▶ **Written instruction**
Please list every point that the dashed list in the text below on materialized views gives, one per line.

▶ **Given text**

+ + + + +

In
data warehouses, materialized views can be used to pre compute and store
aggregated data such as the sum of sales. Materialized views in these
environments are typically referred to as summaries, because they store
summarized data. They can also be used to pre compute joins with or without
aggregations. A materialized view eliminates the overhead associated with
expensive joins or aggregations for a large or important class of queries.
- It increases the speed of
queries on very large databases. Queries to large databases often involve
joins between tables or aggregations such as SUM, or both. These
operations are very expensive in terms of time and processing power. The
type of materialized view that is created determines how the materialized
view can be refreshed and used by query rewrite.
- It can be used in a
number of ways and almost identical syntax can be used to perform a number
of roles.
- It improves
query performance by pre calculating expensive join and aggregation
operations on the database prior to execution time and storing the results
in the database. In general, rewriting queries to use materialized views
rather than detail table’s results in a significant performance gain.

+ + + + +

▶ **Recorded data**
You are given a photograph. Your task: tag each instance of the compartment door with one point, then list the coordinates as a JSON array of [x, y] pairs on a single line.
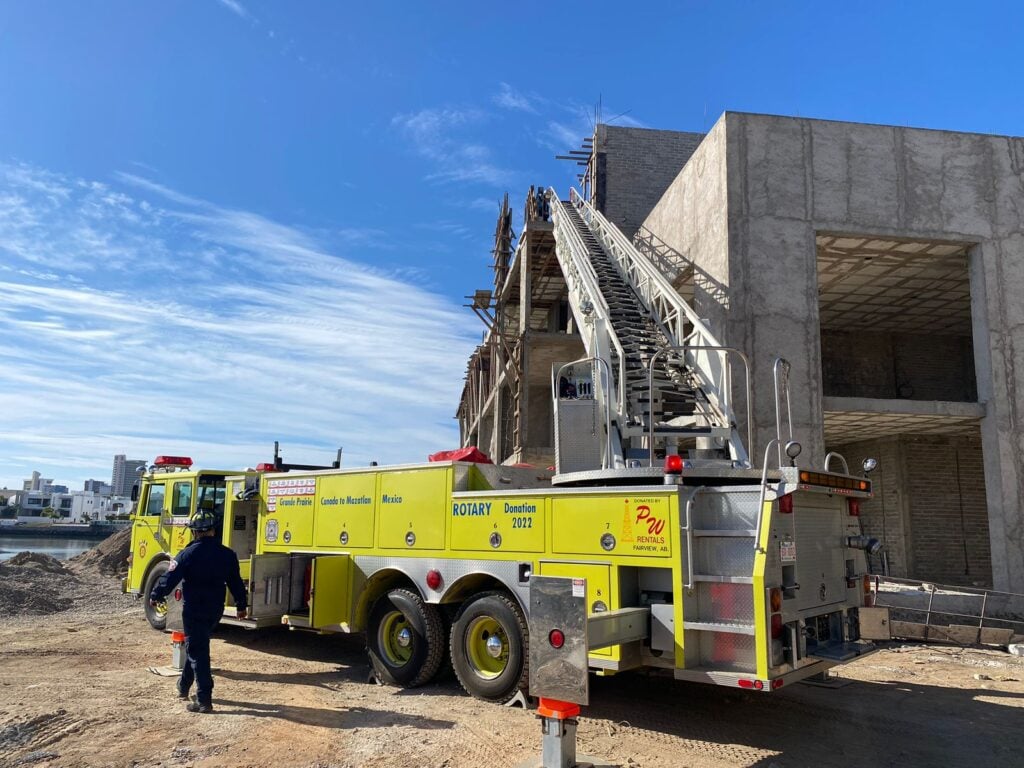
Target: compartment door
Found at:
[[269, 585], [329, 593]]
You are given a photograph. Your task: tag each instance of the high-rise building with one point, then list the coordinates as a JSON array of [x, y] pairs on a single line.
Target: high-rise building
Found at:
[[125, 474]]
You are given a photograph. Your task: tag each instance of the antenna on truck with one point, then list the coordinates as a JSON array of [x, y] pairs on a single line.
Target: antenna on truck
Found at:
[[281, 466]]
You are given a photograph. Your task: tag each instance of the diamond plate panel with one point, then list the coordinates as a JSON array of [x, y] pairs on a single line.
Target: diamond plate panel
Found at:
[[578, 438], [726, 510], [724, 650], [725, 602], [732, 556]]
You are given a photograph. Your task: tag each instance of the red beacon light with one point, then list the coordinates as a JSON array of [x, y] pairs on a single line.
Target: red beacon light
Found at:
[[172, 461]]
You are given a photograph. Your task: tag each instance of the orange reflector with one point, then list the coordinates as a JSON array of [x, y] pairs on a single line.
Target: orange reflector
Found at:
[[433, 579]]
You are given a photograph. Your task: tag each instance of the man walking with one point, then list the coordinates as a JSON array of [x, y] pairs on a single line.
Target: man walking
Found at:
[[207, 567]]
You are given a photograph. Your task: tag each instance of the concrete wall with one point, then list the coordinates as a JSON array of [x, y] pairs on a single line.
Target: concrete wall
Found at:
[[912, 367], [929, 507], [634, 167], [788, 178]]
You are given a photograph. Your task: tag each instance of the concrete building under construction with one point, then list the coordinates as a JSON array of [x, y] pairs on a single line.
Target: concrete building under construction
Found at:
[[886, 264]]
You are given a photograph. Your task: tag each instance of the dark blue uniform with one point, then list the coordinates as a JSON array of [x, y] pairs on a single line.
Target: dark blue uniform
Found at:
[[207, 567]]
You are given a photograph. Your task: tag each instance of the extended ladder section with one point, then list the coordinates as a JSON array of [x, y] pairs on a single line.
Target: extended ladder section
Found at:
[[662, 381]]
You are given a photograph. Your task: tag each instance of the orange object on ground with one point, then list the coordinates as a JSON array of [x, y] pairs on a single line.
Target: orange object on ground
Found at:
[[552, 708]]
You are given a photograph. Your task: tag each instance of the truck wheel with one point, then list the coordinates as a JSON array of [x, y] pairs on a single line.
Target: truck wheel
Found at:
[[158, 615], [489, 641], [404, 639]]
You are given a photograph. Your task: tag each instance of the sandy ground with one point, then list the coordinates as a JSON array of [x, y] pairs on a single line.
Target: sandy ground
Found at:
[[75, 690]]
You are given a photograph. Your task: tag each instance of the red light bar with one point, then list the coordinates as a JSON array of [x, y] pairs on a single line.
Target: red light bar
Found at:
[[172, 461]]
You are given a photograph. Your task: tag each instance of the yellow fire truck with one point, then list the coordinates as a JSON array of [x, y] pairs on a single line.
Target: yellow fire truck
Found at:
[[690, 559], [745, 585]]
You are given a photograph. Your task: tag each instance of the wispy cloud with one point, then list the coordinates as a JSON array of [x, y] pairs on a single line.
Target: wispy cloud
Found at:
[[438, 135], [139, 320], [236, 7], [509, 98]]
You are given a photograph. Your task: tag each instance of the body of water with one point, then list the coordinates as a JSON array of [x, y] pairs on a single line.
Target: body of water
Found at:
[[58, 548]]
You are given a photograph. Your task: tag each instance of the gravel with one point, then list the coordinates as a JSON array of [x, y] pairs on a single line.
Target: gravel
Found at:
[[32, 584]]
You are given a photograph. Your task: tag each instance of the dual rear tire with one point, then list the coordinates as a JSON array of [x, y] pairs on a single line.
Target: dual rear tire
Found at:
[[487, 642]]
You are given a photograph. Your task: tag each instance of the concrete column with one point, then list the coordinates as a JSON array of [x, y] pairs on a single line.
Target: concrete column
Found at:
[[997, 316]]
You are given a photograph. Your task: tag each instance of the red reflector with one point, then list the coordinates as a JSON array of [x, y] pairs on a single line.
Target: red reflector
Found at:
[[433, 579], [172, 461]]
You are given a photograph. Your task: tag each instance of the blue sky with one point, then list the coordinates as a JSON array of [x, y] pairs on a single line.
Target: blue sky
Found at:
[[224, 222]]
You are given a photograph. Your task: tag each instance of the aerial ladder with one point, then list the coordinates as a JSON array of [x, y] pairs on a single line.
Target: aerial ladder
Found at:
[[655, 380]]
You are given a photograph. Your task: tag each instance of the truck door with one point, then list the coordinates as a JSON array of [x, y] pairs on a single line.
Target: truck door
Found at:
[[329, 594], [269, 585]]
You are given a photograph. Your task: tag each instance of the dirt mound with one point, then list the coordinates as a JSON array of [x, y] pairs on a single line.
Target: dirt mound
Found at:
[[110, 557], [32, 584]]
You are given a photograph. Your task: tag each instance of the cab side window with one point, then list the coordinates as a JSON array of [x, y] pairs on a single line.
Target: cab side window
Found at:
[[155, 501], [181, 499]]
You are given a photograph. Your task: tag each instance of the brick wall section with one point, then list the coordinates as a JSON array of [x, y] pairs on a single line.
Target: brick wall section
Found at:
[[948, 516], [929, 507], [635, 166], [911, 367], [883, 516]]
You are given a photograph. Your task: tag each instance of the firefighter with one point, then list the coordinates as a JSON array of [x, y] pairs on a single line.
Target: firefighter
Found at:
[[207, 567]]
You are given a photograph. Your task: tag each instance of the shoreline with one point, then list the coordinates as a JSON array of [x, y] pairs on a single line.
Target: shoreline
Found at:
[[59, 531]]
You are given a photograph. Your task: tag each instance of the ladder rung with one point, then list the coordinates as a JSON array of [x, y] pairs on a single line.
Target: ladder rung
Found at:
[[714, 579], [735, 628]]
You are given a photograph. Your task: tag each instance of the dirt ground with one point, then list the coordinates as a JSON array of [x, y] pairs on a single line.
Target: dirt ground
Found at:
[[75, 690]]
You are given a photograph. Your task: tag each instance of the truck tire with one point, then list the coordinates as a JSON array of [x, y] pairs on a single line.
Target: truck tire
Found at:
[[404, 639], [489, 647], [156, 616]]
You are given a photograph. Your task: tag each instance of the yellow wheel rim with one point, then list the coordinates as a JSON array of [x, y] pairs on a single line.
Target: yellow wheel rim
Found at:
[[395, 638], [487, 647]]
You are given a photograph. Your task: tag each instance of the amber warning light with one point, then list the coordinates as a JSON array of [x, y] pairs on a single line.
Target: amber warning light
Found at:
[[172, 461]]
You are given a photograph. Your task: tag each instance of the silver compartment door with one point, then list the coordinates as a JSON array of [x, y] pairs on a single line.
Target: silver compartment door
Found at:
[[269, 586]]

+ + + + +

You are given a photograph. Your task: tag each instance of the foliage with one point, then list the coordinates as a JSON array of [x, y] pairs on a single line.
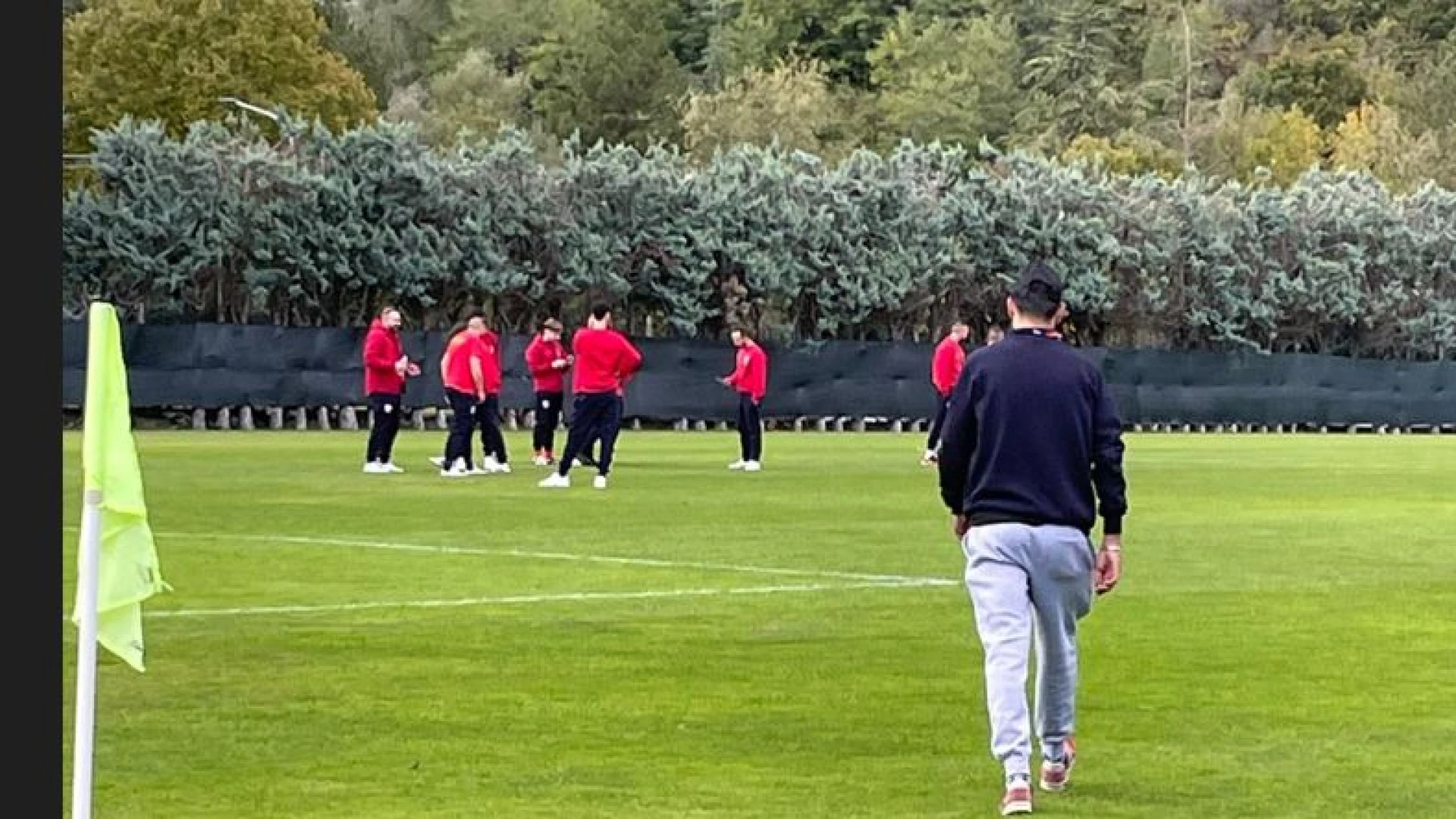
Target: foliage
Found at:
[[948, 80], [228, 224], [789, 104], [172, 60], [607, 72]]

+ + + + +

▶ **Answer**
- It increases the speed of queries on very large databases.
- It can be used in a number of ways, and almost identical syntax can be used to perform a number of roles.
- It improves query performance by pre calculating expensive join and aggregation operations on the database prior to execution time and storing the results in the database.